Section of a data file:

-- Start --

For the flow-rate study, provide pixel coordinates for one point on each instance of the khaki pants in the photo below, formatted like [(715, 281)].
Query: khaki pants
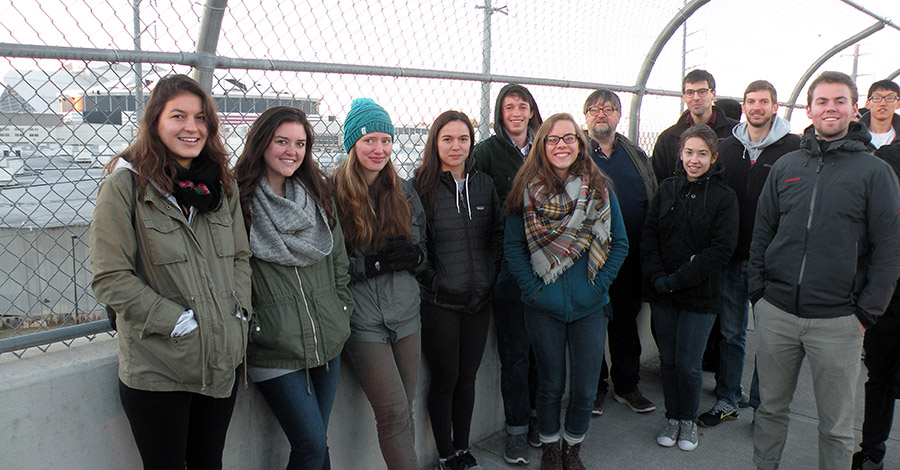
[(833, 347)]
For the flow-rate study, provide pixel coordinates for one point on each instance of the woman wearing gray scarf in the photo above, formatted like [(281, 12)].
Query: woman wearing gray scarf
[(300, 276)]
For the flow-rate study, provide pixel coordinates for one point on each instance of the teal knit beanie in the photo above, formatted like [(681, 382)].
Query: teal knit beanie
[(365, 116)]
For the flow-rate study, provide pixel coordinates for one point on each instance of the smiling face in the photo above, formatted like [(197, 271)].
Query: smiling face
[(182, 128), (373, 151), (453, 145), (831, 110), (516, 114), (696, 158), (601, 126), (759, 108), (285, 153), (696, 104), (882, 110), (562, 154)]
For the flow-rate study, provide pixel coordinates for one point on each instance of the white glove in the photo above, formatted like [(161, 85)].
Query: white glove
[(185, 324)]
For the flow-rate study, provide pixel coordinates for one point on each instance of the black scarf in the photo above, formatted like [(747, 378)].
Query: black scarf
[(198, 186)]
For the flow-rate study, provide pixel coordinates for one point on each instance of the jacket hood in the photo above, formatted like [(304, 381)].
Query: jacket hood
[(857, 139), (533, 124), (780, 128)]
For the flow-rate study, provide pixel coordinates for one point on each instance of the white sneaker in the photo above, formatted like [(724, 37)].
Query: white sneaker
[(669, 434), (687, 435)]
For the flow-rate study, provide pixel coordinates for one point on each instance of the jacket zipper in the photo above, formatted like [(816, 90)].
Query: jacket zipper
[(311, 322), (812, 209)]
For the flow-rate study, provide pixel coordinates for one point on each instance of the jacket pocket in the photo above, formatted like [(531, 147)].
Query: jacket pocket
[(220, 226), (164, 244)]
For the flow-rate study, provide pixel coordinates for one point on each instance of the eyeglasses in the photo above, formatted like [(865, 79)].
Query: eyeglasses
[(554, 139), (888, 99), (607, 111), (702, 92)]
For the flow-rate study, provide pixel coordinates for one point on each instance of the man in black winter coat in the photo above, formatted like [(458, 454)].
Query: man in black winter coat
[(824, 260)]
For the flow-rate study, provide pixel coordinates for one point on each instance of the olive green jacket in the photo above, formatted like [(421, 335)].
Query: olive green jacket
[(301, 315), (152, 271)]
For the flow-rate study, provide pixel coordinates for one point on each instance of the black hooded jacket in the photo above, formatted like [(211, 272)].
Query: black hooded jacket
[(497, 156), (465, 238), (825, 239), (689, 235)]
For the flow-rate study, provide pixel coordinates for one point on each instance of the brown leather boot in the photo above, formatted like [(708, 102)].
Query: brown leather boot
[(570, 458), (552, 457)]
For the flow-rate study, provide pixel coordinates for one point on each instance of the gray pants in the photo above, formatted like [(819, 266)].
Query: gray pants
[(833, 346)]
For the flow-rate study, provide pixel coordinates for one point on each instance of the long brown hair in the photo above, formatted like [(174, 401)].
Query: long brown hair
[(250, 168), (367, 226), (538, 166), (150, 157), (428, 173)]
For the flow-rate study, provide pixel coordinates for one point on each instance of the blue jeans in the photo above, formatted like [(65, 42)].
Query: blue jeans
[(733, 325), (514, 349), (681, 336), (550, 338), (302, 408)]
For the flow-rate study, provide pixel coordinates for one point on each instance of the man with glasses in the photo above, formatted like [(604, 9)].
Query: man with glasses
[(629, 168), (882, 120), (699, 94), (747, 155)]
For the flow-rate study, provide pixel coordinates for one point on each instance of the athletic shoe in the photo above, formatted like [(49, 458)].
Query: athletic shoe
[(722, 411), (468, 461), (516, 449), (598, 405), (669, 434), (864, 462), (571, 460), (636, 401), (687, 435), (534, 436), (551, 458)]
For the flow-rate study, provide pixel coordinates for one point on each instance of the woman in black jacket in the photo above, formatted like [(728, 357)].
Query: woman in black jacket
[(689, 236), (464, 242)]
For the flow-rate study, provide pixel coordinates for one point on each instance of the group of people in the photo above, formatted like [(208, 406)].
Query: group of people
[(274, 272)]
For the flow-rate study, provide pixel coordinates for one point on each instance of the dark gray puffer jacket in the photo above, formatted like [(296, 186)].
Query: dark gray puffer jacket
[(825, 240)]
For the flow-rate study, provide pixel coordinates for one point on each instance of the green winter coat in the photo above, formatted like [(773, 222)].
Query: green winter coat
[(202, 265), (301, 314)]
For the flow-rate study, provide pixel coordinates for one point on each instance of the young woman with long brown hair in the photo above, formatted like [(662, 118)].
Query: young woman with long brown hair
[(465, 234), (565, 241), (301, 302), (169, 253), (384, 227)]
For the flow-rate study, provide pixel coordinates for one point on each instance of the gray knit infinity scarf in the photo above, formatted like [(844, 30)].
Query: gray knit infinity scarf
[(290, 230)]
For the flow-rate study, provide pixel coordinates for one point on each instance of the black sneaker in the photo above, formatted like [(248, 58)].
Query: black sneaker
[(722, 411), (864, 462), (534, 436)]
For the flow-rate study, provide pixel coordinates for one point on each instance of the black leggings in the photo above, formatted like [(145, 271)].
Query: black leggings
[(174, 429), (453, 344)]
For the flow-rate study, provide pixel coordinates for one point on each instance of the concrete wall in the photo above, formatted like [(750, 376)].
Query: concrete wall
[(61, 410)]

-- End --

▸ BRIEF:
Arrange every line of the listing above into a numbered list, skipping blank lines and leaving the pictures out.

▸ CORRECT ANSWER:
1. For the flow-rate study, provide pixel coordinates for one point on each instance of the khaki pants in the photo below, formatted like [(715, 281)].
2. Query: khaki pants
3. [(833, 347)]
4. For the flow-rate study, provide pixel coordinates for one point on each instance of the woman wearing gray scarf in the photo above, formatted like [(281, 12)].
5. Query: woman wearing gray scarf
6. [(300, 276)]
7. For the flow-rate study, provide pixel coordinates for one point on each instance of the teal knit beanie in the photo above, formatted like [(681, 382)].
8. Query: teal knit beanie
9. [(365, 116)]
10. For the flow-rate study, provide pixel coordinates for one point on each instance of the smiling face in the photo above, formatted like [(197, 271)].
11. Query: smiling face
12. [(182, 128), (373, 151), (453, 145), (831, 110), (516, 114), (696, 158), (601, 126), (759, 108), (285, 153), (696, 104), (882, 110), (562, 154)]
13. For the flow-rate study, provide pixel coordinates for one point on each instance of the white glove in the photo above, formatted like [(161, 85)].
14. Query: white glove
15. [(185, 324)]
16. For the flow-rate study, provide pixel coordinates for one point on each instance of the black scarf in the photo above, formatted like [(747, 378)].
17. Query: black scarf
18. [(198, 186)]
19. For the flow-rate study, provide pixel coordinates for one point on each instance of the jacket hood in the photo above, formatted like [(304, 381)].
20. Query: jacket hood
21. [(857, 139), (533, 124), (780, 128)]
22. For the flow-rate study, provide pixel coordinates for one point on each instance of the white sneaker in the photo above, formatted like [(724, 37)].
23. Query: white sneaker
24. [(669, 434), (687, 435)]
25. For the flow-rate study, provide pixel coordinates for one point on each instance of the jacket zipper in the photo above, formatted like [(816, 90)].
26. Query: jacket zipper
27. [(311, 322), (812, 209)]
28. For the flow-rate study, provide pixel coordinates for one point on each instance of the jacket pocket in the photo above, formatted like [(531, 147)].
29. Query: jacket pocket
30. [(220, 226), (164, 244)]
31. For the flow-rate study, provide pixel coordinates for one point on each instance of the eyeglasses in the photo above, formatted like [(865, 79)].
32. Query: eyeglasses
33. [(554, 139), (888, 99), (607, 111), (702, 92)]
34. For the flow-rate study, provide pixel coordinates for one point on each instance of the man in black winter coat in the photo above, formatted like [(458, 454)].
35. Query: man in black winter coat
36. [(824, 260)]
37. For the flow-rate study, provide pixel coordinates for one point on each instance of the olive green jacket in the photo above, formatted like [(421, 335)].
38. Query: olive green jacket
39. [(301, 315), (152, 271)]
40. For the flow-rate study, provide pixel coordinates for one point on each instance of the black hooded jacket in the photo above, formatted like [(211, 272)].
41. Query: black hooded jacket
42. [(497, 156), (465, 238), (825, 239), (689, 235)]
43. For the flow-rate study, provide pixel coordinates for one point on each instance of the brown leather boot in the photo above, formatted like [(708, 102)].
44. Query: brown leather boot
45. [(570, 458), (552, 457)]
46. For the flow-rate study, provide pixel coordinates for one point on each instance of the gray pants in the photo above, formatted like [(819, 266)].
47. Query: gray pants
48. [(833, 346)]
49. For the flow-rate study, provide pixel coordinates for one point on each instance of the long brown hair in the photo above, formatted like [(174, 401)].
50. Query: long brown hair
51. [(250, 168), (367, 226), (538, 166), (150, 157), (428, 173)]
52. For the flow-rate study, provide pixel coordinates for one point on each instance of the blue jeans in the photo above, formatted like [(65, 42)].
53. Query: blue jeans
54. [(733, 325), (514, 349), (681, 336), (550, 338), (302, 408)]
55. For the flow-rate study, provide pixel coordinates for one point on each instance of the man with glasses in the photo above, formatted like [(604, 9)].
56. Query: man with glasses
57. [(629, 168), (882, 120), (699, 94), (747, 155)]
58. For the flow-rate study, provide pixel coordinates for one point on each instance of the athletic shoe in the photo above, formatted like [(49, 458)].
59. Query: athletic shoe
60. [(722, 411), (468, 461), (516, 449), (598, 405), (669, 434), (864, 462), (571, 460), (636, 401), (687, 435), (534, 436), (551, 458)]
61. For the flow-rate study, provide pixel coordinates for one point on each instance of the woman in black jacket in the photo above, formatted like [(728, 357)].
62. Query: woman in black jacket
63. [(689, 236), (464, 242)]
64. For the flow-rate study, provide pixel coordinates for one point on each instance of the group of people in the photo above, formatted like [(208, 406)].
65. Query: group of people
66. [(274, 272)]
67. For the flow-rate study, provide pixel coordinates for one point on each instance of the dark gray puffer jacket in the photo above, formatted like [(296, 186)].
68. Query: dark gray puffer jacket
69. [(825, 240)]
70. For the flow-rate study, provide pixel coordinates for one point on each instance of the green winter coat in the photo above, formatted like [(773, 222)].
71. Query: green winter coat
72. [(202, 265), (301, 314)]
73. For the flow-rate study, provide pixel coordinates for one point on each instance of the young woman with long brown hair in the photo above, formatted like [(662, 118)].
74. Query: young woman with long brown hair
75. [(465, 234), (565, 241), (301, 302), (169, 253), (384, 227)]
76. For the flow-rate study, provide pixel coordinates for one point on each instance of the gray knit infinity scarf in the photo above, formatted like [(844, 30)].
77. Query: gray knit infinity scarf
78. [(290, 230)]
79. For the flow-rate study, provide pixel coordinates for one point on each instance of the black sneaker in the photo above, formatted like [(248, 58)].
80. Query: black sneaker
81. [(722, 411), (864, 462), (534, 436)]
82. For the flow-rate study, provide pixel coordinates for one point on each instance of the black leggings in the photo above, formatted like [(145, 271)].
83. Query: black leggings
84. [(174, 429), (453, 344)]
85. For the flow-rate study, provide pixel coordinates for one point on each instance of the concrete wall in the photo above, formatted like [(750, 376)].
86. Query: concrete wall
87. [(61, 410)]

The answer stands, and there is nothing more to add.